Image point annotation entries
※
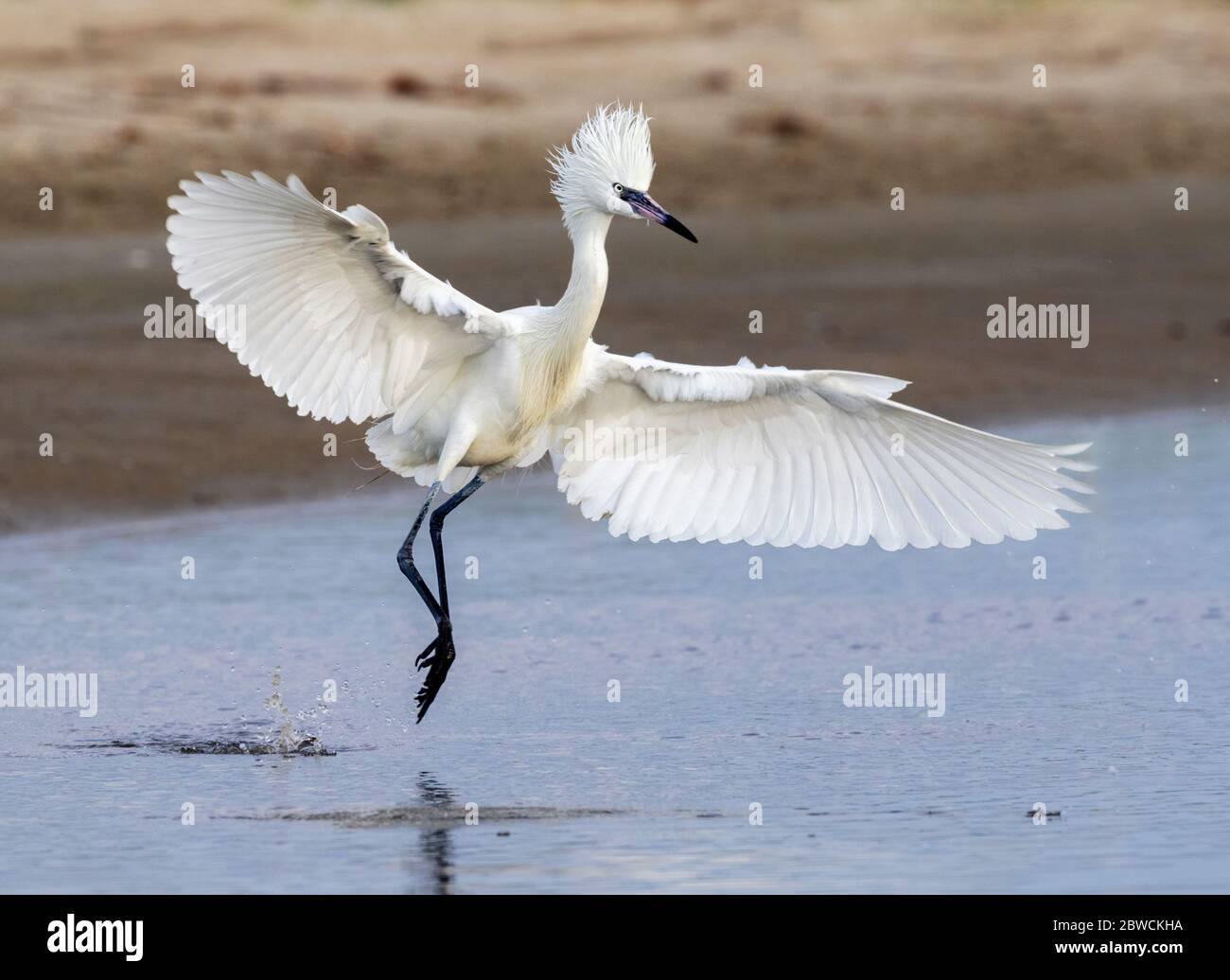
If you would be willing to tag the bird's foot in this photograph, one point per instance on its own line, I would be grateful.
(437, 658)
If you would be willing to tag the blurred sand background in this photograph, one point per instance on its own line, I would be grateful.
(1057, 195)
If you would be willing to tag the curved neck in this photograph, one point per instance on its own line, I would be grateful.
(587, 288)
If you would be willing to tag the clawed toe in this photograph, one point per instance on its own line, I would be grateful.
(422, 658)
(437, 659)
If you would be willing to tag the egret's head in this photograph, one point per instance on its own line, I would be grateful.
(606, 170)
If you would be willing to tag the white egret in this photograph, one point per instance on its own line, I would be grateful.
(343, 324)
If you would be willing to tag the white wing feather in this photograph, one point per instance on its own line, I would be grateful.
(796, 458)
(333, 316)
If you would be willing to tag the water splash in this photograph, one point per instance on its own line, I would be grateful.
(288, 741)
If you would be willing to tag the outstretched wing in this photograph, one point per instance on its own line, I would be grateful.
(795, 458)
(319, 303)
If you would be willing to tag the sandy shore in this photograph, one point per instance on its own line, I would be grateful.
(142, 425)
(376, 98)
(1054, 196)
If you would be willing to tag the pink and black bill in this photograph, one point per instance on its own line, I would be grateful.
(648, 208)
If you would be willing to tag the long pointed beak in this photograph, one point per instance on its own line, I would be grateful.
(650, 209)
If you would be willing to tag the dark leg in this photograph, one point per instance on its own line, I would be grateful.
(406, 558)
(442, 512)
(441, 653)
(406, 563)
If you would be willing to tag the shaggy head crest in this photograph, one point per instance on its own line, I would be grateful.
(610, 148)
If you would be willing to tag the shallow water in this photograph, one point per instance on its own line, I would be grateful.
(1059, 691)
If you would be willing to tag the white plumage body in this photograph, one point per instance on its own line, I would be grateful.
(344, 326)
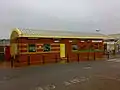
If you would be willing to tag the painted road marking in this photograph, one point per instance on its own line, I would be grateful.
(87, 67)
(65, 83)
(47, 87)
(113, 60)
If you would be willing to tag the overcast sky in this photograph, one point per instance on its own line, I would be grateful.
(77, 15)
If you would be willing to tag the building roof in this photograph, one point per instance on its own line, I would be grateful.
(117, 36)
(54, 34)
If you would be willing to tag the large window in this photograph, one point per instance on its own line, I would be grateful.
(32, 48)
(46, 47)
(74, 47)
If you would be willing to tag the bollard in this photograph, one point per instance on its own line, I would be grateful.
(67, 58)
(78, 57)
(108, 54)
(11, 62)
(88, 56)
(28, 60)
(94, 56)
(56, 58)
(43, 58)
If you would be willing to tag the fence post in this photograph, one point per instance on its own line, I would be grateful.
(28, 60)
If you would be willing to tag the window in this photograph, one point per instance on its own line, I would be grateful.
(74, 47)
(32, 48)
(46, 47)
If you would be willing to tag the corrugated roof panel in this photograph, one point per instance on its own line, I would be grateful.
(30, 32)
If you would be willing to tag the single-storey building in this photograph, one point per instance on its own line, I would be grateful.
(45, 46)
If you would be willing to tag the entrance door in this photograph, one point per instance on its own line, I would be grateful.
(62, 50)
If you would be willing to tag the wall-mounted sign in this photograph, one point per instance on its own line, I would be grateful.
(96, 40)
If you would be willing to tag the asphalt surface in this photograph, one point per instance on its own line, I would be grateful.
(92, 75)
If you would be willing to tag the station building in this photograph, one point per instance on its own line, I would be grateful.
(29, 46)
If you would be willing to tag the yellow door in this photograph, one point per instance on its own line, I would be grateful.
(62, 50)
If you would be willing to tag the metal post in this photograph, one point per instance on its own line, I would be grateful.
(56, 58)
(108, 54)
(43, 58)
(11, 62)
(78, 57)
(94, 56)
(28, 60)
(67, 58)
(88, 56)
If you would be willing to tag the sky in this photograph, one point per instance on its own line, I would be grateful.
(69, 15)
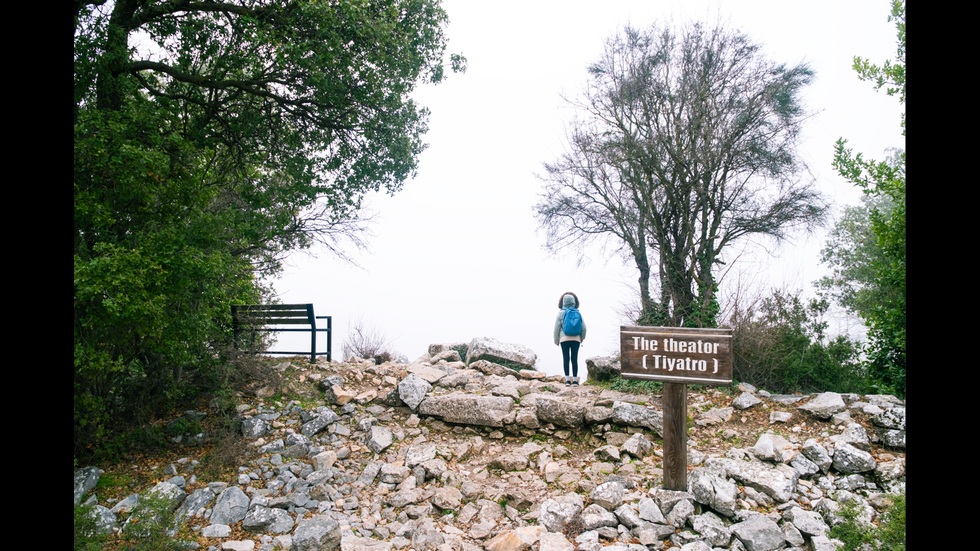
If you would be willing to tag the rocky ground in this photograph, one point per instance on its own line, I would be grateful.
(455, 455)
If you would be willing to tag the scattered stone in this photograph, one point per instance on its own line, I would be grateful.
(412, 390)
(379, 440)
(231, 507)
(779, 417)
(85, 479)
(824, 405)
(483, 348)
(758, 533)
(714, 416)
(603, 368)
(848, 459)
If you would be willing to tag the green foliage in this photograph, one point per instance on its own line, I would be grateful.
(891, 526)
(889, 535)
(85, 536)
(634, 386)
(884, 180)
(256, 129)
(153, 525)
(780, 345)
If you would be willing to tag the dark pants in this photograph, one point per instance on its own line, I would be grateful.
(570, 348)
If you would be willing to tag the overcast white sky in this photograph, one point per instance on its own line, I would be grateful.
(456, 254)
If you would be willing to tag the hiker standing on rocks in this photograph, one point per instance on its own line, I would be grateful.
(569, 334)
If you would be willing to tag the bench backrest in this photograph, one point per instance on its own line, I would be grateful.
(273, 314)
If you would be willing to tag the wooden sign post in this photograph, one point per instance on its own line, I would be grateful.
(676, 356)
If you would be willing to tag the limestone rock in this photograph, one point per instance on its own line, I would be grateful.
(491, 368)
(320, 533)
(892, 418)
(776, 483)
(714, 416)
(427, 373)
(807, 522)
(324, 418)
(758, 533)
(713, 491)
(231, 506)
(595, 516)
(848, 459)
(412, 390)
(638, 446)
(484, 348)
(85, 479)
(818, 454)
(608, 495)
(489, 411)
(268, 520)
(712, 528)
(824, 405)
(638, 416)
(379, 440)
(554, 513)
(354, 543)
(603, 368)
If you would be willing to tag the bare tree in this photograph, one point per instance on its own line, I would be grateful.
(688, 144)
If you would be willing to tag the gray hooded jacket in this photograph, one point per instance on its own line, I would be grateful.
(567, 301)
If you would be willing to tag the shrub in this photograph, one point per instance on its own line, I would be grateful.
(779, 344)
(889, 535)
(366, 342)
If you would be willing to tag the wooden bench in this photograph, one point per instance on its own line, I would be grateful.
(268, 318)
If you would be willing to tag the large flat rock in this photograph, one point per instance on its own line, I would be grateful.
(492, 350)
(488, 411)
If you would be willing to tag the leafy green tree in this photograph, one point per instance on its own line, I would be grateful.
(686, 146)
(211, 138)
(885, 180)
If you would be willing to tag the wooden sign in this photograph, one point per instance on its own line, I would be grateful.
(676, 355)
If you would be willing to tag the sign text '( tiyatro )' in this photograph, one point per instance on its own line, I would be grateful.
(669, 364)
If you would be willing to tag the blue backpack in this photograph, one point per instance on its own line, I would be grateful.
(571, 325)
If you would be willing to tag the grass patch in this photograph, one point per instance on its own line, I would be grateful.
(889, 535)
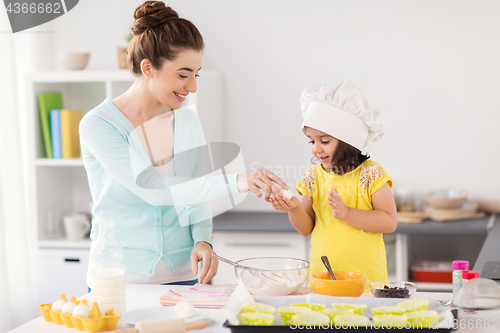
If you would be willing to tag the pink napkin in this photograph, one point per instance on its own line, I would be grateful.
(207, 296)
(201, 295)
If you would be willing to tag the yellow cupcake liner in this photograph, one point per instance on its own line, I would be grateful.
(333, 312)
(287, 312)
(351, 320)
(426, 317)
(418, 304)
(310, 318)
(312, 306)
(389, 321)
(258, 307)
(388, 310)
(257, 318)
(358, 308)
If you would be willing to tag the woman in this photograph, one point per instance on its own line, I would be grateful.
(129, 143)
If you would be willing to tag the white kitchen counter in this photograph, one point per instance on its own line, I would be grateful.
(146, 296)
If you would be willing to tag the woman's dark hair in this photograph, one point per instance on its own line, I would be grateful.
(346, 158)
(159, 34)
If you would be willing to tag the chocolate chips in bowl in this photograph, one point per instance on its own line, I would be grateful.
(387, 289)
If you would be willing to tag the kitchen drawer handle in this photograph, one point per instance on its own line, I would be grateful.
(71, 260)
(258, 244)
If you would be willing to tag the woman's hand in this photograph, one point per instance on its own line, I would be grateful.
(282, 204)
(203, 251)
(260, 180)
(339, 209)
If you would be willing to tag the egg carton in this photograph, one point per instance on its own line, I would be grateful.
(95, 323)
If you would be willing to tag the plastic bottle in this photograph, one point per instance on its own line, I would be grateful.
(458, 267)
(106, 273)
(469, 275)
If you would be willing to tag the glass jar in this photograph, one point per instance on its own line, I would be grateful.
(106, 273)
(458, 267)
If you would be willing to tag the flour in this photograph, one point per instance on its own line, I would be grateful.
(276, 283)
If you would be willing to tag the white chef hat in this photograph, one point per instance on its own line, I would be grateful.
(340, 110)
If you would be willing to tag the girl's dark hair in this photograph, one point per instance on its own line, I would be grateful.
(347, 158)
(159, 34)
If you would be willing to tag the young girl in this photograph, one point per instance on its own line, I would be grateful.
(347, 203)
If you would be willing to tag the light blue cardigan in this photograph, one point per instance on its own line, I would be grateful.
(148, 224)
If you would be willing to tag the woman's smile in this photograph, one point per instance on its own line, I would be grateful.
(180, 97)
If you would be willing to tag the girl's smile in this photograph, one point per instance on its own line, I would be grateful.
(323, 146)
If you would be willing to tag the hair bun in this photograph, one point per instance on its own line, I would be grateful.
(151, 14)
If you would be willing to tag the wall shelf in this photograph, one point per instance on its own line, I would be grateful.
(59, 162)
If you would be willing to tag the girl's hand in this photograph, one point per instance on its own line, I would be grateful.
(282, 204)
(203, 251)
(339, 209)
(260, 180)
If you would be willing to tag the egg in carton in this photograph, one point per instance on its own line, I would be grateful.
(76, 314)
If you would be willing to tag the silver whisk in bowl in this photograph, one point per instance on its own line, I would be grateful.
(271, 276)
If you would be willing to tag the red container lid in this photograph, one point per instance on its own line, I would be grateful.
(470, 275)
(461, 265)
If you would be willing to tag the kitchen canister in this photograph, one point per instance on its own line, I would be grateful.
(106, 274)
(458, 267)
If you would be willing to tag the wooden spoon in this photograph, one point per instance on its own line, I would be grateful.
(326, 262)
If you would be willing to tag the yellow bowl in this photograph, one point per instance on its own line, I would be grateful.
(351, 284)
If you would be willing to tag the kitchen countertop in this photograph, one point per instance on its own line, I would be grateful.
(278, 222)
(147, 296)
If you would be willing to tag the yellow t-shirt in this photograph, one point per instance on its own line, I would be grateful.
(347, 248)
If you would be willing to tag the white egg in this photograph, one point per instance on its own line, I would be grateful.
(102, 308)
(184, 309)
(58, 305)
(69, 307)
(81, 310)
(287, 194)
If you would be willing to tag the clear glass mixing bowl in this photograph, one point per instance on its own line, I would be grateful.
(272, 276)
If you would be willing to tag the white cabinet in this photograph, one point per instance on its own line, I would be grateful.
(241, 245)
(58, 187)
(62, 271)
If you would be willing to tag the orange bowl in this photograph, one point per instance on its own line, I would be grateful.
(351, 284)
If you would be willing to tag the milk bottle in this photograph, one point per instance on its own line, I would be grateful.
(106, 273)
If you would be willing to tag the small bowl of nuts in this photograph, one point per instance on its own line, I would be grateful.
(387, 289)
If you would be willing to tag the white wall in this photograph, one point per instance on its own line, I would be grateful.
(431, 67)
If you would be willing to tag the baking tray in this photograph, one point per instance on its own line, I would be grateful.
(279, 327)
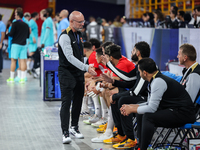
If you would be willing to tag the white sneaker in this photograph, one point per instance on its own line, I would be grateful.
(86, 121)
(101, 138)
(94, 119)
(84, 113)
(66, 138)
(75, 132)
(100, 122)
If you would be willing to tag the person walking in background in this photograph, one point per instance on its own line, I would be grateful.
(64, 22)
(32, 39)
(94, 30)
(47, 37)
(2, 36)
(71, 75)
(19, 32)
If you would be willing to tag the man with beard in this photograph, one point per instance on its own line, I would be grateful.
(71, 75)
(136, 93)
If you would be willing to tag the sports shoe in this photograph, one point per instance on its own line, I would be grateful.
(100, 122)
(10, 80)
(22, 81)
(17, 79)
(105, 124)
(35, 74)
(126, 144)
(116, 139)
(29, 72)
(94, 119)
(102, 128)
(101, 138)
(75, 132)
(66, 138)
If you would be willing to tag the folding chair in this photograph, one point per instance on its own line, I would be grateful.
(188, 130)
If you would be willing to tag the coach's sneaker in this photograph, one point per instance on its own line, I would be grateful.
(17, 79)
(94, 119)
(66, 138)
(22, 81)
(101, 138)
(75, 132)
(10, 80)
(116, 139)
(102, 128)
(29, 72)
(100, 122)
(126, 144)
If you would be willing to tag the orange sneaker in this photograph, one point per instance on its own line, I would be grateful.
(116, 139)
(102, 129)
(114, 129)
(126, 144)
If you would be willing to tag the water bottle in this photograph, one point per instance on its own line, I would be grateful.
(134, 24)
(150, 147)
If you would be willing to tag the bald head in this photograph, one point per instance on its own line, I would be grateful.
(75, 15)
(64, 13)
(76, 20)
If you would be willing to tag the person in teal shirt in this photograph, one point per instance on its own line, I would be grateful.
(32, 47)
(47, 35)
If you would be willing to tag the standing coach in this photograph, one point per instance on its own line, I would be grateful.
(71, 75)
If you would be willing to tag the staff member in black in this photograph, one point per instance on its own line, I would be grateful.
(71, 75)
(169, 105)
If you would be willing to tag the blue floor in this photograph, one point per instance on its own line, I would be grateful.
(29, 123)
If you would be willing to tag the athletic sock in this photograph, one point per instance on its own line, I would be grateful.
(85, 104)
(97, 106)
(12, 74)
(23, 74)
(28, 64)
(104, 108)
(18, 73)
(110, 125)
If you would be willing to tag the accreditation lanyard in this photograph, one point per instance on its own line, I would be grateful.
(189, 69)
(77, 39)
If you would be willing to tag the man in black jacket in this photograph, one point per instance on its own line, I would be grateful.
(19, 32)
(169, 105)
(136, 93)
(71, 74)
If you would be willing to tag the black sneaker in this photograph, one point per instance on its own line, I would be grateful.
(75, 132)
(66, 138)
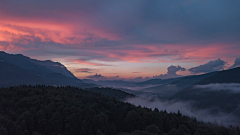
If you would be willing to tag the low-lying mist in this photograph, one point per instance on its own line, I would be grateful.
(187, 109)
(233, 87)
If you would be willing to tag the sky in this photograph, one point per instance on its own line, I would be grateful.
(114, 39)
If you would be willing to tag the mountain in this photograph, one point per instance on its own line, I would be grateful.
(18, 69)
(220, 91)
(37, 66)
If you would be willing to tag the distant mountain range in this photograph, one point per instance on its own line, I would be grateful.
(18, 70)
(219, 91)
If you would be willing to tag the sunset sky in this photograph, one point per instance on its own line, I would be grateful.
(125, 38)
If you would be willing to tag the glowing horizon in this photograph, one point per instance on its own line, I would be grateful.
(123, 39)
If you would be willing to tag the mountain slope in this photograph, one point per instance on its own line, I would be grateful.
(39, 67)
(18, 70)
(214, 91)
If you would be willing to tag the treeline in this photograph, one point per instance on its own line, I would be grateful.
(48, 110)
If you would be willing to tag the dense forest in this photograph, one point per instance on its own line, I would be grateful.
(48, 110)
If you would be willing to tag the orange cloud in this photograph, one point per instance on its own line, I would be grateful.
(86, 63)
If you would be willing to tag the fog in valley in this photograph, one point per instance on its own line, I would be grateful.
(187, 109)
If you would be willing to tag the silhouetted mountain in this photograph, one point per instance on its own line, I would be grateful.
(149, 82)
(39, 67)
(220, 91)
(18, 69)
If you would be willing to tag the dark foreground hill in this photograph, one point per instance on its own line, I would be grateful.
(51, 110)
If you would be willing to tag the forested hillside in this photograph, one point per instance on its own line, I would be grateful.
(41, 110)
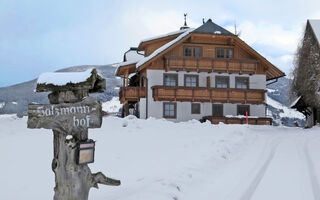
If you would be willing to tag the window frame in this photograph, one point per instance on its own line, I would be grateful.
(168, 74)
(191, 75)
(184, 51)
(220, 107)
(237, 78)
(222, 77)
(197, 112)
(224, 52)
(242, 106)
(192, 51)
(164, 110)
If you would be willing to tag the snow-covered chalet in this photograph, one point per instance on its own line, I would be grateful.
(207, 73)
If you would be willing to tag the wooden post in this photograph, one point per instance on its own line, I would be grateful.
(67, 104)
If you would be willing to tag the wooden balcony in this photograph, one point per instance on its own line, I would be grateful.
(131, 94)
(203, 64)
(235, 120)
(204, 94)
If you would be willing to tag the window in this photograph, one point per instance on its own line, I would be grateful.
(222, 82)
(220, 53)
(242, 109)
(188, 51)
(195, 108)
(191, 80)
(169, 110)
(217, 110)
(224, 53)
(170, 79)
(208, 81)
(242, 82)
(229, 53)
(192, 51)
(196, 52)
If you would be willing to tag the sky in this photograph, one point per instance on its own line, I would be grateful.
(39, 36)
※
- _WRITTEN EXERCISE_
Extract every line from the one containing "If you would be willing to tag the window frame" to the end of the entries, including both of those lines, exactly as given and with nothing added.

- _THE ANSWER_
If you would be willing to tag the window frame in this photograph, one point per instance on its own line, I would be grateful.
(168, 74)
(191, 75)
(184, 51)
(220, 107)
(237, 78)
(222, 77)
(197, 112)
(224, 52)
(242, 106)
(192, 51)
(164, 110)
If you would be willing to tag the snow-covered chalet in this photograph, one point per instance on its own line, I would be grateful.
(207, 73)
If you would be willing to tag the wooden post in this photograph, one point per instance on its own line, I would be grateful.
(67, 104)
If you would be willing to tag the wooden balcony in this photograph, one point per instance on its own line, I would be grateful.
(131, 94)
(203, 64)
(235, 120)
(204, 94)
If you would be willing to tag the window in this photograph, one point per instance on its own line, I would be grateful.
(222, 82)
(220, 53)
(242, 109)
(188, 51)
(195, 108)
(191, 80)
(169, 110)
(217, 110)
(224, 53)
(170, 79)
(208, 81)
(242, 82)
(229, 53)
(192, 51)
(196, 52)
If you would be willing to tag the sky in this photograph, one point per instance on its own line, I would be grateful.
(39, 36)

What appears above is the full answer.